▶ **Page excerpt**
FILE PHOTO: The Royale, an affordable housing development. Credit: Courtesy photo / Town of Darien

by Brian Scott-Smith

The main entrance of Backus Hospital in Norwich, Connecticut. Credit: Staraction / Own work, CC BY-SA 4.0 / Wikimedia

The Backus Federation of Nurses AFT Local 5149 has gone to federal court seeking an injunction against Hartford Healthcare, owners of Backus Hospital in Norwich, claiming the company has refused to adhere to new state laws restricting mandatory overtime. 

Union officials said they had tried on multiple occasions to talk with Hartford Healthcare about 2023’s Conn. Gen. Stat. § 19a-490, which prohibits nurses from working more than a 12-hour shift in a 24-hour period.

“Our goal is to have the hospital comply with the law, not to be in federal court,” said Attorney Eric Chester, representing the nurses.

Chester said their original legal challenge was filed in state court, but Hartford Healthcare and their lawyers see the case differently.

“They’re asserting that that state law is pre-empted by federal labor law, the National Labor Relations Act, which does govern the bargaining relationship between the union and the hospital,” Chester said. “But it’s the union’s view, and it’s the nurses’ view, that the state law is pretty clear, and that it’s certainly enforceable.”

(Items in a dataset)
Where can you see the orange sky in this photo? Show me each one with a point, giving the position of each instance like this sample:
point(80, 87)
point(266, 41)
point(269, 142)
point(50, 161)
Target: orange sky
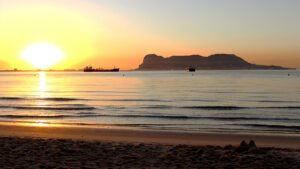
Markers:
point(117, 33)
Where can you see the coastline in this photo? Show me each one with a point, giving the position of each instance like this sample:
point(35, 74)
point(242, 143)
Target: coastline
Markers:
point(146, 136)
point(77, 147)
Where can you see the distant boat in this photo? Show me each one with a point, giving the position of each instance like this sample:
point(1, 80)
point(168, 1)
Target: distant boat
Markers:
point(90, 69)
point(190, 69)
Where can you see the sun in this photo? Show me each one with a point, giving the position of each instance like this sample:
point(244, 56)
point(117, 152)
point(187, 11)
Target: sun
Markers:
point(42, 55)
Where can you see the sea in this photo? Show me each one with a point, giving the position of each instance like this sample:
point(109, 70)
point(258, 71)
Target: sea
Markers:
point(211, 101)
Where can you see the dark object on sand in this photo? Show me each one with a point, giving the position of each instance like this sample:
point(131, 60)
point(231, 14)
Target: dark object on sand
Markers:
point(190, 69)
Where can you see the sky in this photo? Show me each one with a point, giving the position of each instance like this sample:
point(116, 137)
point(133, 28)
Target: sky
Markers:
point(120, 33)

▶ **Exercise set**
1. Translate this sentence from the excerpt about the Backus nurses' lawsuit into Spanish: "Chester said their original legal challenge was filed in state court, but Hartford Healthcare and their lawyers see the case differently."
2. Write out the part of the excerpt about the Backus nurses' lawsuit starting at "The Backus Federation" and ending at "a 24-hour period.".

▶ **Your written answers**
1. Chester dijo que su impugnación legal original se presentó ante un tribunal estatal, pero Hartford Healthcare y sus abogados ven el caso de otra manera.

2.
The Backus Federation of Nurses AFT Local 5149 has gone to federal court seeking an injunction against Hartford Healthcare, owners of Backus Hospital in Norwich, claiming the company has refused to adhere to new state laws restricting mandatory overtime. 

Union officials said they had tried on multiple occasions to talk with Hartford Healthcare about 2023’s Conn. Gen. Stat. § 19a-490, which prohibits nurses from working more than a 12-hour shift in a 24-hour period.